## REQUIREMENT
Some lines in the records below may hold the word "umbrella"; give the number of those lines and nothing else.

## SUPPLIED RECORDS
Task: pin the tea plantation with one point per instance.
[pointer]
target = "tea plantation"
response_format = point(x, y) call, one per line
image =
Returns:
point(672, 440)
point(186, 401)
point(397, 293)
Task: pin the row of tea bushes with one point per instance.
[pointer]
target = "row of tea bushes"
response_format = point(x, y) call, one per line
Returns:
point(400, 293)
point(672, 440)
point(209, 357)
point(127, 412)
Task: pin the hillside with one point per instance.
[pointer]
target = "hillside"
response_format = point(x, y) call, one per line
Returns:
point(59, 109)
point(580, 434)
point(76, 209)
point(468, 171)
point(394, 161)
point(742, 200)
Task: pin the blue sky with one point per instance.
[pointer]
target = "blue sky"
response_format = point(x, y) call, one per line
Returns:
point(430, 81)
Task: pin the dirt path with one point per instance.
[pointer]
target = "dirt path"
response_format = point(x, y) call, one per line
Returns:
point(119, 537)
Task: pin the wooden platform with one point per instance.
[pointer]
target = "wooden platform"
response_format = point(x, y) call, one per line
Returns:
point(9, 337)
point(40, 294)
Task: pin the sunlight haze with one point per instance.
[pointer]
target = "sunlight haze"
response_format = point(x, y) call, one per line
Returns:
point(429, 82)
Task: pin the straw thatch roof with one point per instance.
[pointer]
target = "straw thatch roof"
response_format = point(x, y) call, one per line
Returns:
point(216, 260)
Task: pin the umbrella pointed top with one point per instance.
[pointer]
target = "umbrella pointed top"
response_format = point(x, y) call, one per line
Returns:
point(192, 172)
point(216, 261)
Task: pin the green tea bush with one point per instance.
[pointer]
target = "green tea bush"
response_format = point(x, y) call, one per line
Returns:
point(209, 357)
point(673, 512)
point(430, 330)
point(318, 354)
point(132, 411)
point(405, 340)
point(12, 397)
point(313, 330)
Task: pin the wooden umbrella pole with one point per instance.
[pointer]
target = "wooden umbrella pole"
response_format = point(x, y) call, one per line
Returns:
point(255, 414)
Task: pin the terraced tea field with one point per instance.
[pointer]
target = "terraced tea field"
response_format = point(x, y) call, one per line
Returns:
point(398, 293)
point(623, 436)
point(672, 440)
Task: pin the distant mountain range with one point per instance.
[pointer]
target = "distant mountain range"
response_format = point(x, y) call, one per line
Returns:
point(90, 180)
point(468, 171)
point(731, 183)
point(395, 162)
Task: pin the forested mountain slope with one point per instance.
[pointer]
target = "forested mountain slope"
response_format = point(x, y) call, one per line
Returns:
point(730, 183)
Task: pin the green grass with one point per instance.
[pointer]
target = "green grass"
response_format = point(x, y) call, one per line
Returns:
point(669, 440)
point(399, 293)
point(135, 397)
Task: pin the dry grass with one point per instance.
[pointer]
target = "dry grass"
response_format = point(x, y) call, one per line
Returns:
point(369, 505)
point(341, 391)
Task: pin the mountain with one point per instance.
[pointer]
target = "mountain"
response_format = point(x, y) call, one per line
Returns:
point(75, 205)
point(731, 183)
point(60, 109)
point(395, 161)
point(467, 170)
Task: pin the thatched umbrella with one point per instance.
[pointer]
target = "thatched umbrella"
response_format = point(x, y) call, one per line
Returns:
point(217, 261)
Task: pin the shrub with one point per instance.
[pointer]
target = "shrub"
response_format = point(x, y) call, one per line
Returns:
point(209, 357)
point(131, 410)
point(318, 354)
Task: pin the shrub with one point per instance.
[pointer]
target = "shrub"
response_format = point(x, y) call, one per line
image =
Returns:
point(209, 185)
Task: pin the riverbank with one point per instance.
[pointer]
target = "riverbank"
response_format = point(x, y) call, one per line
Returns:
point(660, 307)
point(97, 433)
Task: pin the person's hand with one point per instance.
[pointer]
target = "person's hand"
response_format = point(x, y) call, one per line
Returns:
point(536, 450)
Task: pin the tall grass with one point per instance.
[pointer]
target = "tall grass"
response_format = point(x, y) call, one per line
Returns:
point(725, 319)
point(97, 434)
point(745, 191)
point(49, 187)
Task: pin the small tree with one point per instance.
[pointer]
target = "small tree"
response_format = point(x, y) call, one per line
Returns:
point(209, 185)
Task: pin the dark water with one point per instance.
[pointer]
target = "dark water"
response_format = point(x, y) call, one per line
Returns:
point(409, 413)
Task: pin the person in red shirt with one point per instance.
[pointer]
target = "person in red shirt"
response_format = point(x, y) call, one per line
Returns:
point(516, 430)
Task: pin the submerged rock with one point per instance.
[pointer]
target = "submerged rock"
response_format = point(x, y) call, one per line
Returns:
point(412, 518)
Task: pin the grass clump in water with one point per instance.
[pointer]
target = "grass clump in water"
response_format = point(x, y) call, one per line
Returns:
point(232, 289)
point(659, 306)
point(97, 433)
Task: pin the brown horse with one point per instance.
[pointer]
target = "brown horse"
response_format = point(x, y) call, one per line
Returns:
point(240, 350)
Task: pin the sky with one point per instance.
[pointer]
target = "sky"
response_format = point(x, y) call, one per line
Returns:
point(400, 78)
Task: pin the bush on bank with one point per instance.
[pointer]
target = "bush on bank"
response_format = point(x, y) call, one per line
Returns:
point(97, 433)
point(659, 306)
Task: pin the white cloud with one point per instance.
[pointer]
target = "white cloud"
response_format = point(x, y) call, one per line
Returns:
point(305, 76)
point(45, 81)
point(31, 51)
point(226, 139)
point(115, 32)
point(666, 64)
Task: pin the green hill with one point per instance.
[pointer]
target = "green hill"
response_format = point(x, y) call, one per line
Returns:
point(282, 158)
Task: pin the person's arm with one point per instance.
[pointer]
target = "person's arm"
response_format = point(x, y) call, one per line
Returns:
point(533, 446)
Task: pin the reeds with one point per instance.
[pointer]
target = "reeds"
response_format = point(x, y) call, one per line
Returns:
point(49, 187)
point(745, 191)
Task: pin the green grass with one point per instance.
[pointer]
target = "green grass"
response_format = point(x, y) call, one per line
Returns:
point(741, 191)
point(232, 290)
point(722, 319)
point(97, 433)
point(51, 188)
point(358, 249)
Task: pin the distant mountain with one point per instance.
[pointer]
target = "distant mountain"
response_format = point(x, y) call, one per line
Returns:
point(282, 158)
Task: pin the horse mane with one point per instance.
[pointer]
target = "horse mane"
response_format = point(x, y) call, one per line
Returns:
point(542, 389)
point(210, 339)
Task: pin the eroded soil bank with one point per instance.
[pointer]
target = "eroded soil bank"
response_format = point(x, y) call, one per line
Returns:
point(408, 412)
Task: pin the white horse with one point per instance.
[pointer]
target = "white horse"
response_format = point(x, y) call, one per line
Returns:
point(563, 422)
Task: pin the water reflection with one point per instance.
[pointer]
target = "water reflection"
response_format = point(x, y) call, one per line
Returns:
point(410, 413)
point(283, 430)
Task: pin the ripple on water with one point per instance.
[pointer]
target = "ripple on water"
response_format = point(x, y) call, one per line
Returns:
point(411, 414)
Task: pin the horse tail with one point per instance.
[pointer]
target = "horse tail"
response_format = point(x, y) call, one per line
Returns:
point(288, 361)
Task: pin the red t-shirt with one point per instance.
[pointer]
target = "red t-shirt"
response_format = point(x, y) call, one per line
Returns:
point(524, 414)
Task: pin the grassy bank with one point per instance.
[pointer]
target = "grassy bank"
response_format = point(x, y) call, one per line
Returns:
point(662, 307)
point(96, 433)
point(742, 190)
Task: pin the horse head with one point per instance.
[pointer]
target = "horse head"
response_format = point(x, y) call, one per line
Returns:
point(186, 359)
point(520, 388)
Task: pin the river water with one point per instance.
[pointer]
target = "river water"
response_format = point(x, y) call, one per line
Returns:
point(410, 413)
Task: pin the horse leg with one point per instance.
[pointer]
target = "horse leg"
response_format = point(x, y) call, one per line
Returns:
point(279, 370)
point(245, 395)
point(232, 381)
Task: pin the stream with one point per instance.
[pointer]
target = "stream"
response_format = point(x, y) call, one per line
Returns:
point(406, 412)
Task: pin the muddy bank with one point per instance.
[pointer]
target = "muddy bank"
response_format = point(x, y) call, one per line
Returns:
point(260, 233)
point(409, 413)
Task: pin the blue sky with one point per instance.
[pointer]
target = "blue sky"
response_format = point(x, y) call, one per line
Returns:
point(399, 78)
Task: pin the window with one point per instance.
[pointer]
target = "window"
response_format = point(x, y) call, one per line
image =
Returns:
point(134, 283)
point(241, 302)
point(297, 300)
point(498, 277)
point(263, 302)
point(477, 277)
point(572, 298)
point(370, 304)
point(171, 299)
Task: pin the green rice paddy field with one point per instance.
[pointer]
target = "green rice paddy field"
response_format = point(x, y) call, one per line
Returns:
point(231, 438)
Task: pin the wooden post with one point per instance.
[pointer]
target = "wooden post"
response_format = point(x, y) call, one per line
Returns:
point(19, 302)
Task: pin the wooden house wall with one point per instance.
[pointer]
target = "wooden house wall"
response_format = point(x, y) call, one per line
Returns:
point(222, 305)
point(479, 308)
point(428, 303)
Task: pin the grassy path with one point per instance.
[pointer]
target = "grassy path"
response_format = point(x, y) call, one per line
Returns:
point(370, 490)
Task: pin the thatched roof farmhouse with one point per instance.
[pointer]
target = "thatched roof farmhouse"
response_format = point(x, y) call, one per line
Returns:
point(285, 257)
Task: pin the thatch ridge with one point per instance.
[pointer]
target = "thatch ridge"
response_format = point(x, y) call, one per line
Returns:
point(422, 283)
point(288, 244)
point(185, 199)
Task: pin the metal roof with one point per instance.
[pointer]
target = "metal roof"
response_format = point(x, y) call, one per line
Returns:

## EXPECTED OUTPUT
6